#### RECORDS SUPPLIED
──────────
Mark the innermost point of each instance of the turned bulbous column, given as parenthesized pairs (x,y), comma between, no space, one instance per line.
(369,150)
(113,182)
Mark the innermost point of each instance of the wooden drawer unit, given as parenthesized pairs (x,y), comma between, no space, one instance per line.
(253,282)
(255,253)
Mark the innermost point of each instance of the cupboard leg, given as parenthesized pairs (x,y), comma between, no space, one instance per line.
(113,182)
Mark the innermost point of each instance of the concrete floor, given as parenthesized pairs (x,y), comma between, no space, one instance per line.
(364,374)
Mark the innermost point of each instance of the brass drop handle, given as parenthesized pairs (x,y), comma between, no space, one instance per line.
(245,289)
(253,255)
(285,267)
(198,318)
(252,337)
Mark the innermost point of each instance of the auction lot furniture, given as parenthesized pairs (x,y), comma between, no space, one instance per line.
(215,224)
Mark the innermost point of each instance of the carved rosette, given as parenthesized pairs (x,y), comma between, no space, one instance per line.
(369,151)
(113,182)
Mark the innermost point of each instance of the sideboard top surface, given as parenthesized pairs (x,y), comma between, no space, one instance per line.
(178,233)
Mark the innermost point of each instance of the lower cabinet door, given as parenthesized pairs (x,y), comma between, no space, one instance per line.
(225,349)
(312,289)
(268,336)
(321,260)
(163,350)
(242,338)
──────────
#### BRIEF
Reproduce verbatim the lines of the records from the line containing "Mark the innermost point of each instance of the lower" through the last line of the records, including both of those lines.

#### RIGHT ANSWER
Mark the innermost point of each instance of the lower cabinet door, given as parenthesized pairs (x,y), comma between, no space, one instance per line.
(225,349)
(312,289)
(268,336)
(321,260)
(163,350)
(242,338)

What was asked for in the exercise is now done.